» **Textauszug**

Annahmen über die Folgen der Digitalisierung

keine Angabe

Kompetenzanforderungen

Da der Fokus des Beitrags auf Medienkritikfähigkeit liegt, werden vor allem Reflexion, Analyse und Beurteilung von Medieninhalten und -angeboten als Anforderungen betrachtet. Detailliert sind die verschiedenen Anforderungen unter der Überschrift Kompetenzdimensionen zusammengefasst.

Kompetenzdimensionen

Instrumentell-qualifikatorische Dimension: Technisches Bedienwissen; über Wissen zur Nutzung von Computern verfügen; Medien (rezeptiv) nutzen können.

Kognitive Dimension: Wissen über die Medienlandschaft und über grundlegende technische Funktionsweisen von Computern; Informationen sammeln und organisieren; medienbezogene Inhalte kennen und verstehen.

Kreative Dimension: Medien gestalten; Informationen erzeugen.

Soziale Dimension: Digital kommunizieren.

» **Gespeicherte Einträge**
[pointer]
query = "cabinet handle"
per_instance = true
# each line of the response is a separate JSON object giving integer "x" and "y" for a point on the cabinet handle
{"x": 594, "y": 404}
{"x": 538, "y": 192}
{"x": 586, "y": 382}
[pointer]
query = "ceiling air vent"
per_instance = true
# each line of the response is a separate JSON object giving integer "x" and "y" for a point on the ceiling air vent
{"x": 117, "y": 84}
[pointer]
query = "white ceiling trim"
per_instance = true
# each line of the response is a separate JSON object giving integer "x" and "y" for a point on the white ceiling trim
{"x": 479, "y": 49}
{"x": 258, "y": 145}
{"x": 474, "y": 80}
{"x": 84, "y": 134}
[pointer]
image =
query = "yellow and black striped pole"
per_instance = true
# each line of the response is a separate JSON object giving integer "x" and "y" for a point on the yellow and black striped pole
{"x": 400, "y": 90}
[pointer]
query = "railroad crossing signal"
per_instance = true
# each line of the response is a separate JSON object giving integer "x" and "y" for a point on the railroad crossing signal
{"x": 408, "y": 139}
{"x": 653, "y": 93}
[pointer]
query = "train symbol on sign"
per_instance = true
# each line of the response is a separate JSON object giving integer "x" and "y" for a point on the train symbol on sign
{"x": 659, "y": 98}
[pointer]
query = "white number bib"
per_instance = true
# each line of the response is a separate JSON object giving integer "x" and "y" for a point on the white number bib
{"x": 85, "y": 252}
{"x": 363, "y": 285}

» **Anweisungen**
- A) Prüfe für jede der folgenden Aussagen, ob sie mit dem Textauszug zu den Kompetenzdimensionen übereinstimmt, und belege deine Antwort mit einem wörtlichen Zitat: (i) Der Beitrag richtet seinen Fokus auf Medienkritikfähigkeit. (ii) Das digitale Kommunizieren wird der kreativen Dimension zugeordnet. (iii) Zu den Annahmen über die Folgen der Digitalisierung macht der Text konkrete Angaben.
- B) Welcher Dimension ordnet der Textauszug zu den Kompetenzdimensionen das technische Bedienwissen zu?
- C) Setze den Textauszug zu den Kompetenzdimensionen im Anschluss an seinen letzten Satz fort.
Die Einträge sind eigenständiges Material und gehören nicht zum Textauszug.

» **Ergebnisse je Aufgabe**
- A)
(i) Ja: „Da der Fokus des Beitrags auf Medienkritikfähigkeit liegt“
(ii) Nein: „Soziale Dimension: Digital kommunizieren.“
(iii) Nein: „keine Angabe“

- B) Der instrumentell-qualifikatorischen Dimension.

- C)
Kritisch-reflexive Dimension: Sich analytisch, reflexiv und ethisch mit Medienphänomenen auseinandersetzen, zum Beispiel mit problematischen gesellschaftlichen Prozessen; analytisches Wissen auf das eigene Handeln beziehen und unter der Prämisse sozialer Verantwortlichkeit betrachten; Medienangebote analysieren und bewerten können; Medienangebote und -inhalte beurteilen können, zum Beispiel Informationen anhand von Kriterien wie Glaubwürdigkeit oder Relevanz einschätzen können; Bedingungen der Medienproduktion und -verbreitung durchschauen und beurteilen, zum Beispiel algorithmische Prinzipien der Kuratierung von «content» in sozialen Netzwerken; medienspezifisches Strukturwissen praktisch anwenden; die Intention von Medieninhalten oder die wirtschaftlichen, rechtlichen und politischen Rahmenbedingungen einzelner Medien identifizieren und bewerten; das eigene Verhalten im Rahmen digitaler und sozialer Austauschprozesse einschätzen.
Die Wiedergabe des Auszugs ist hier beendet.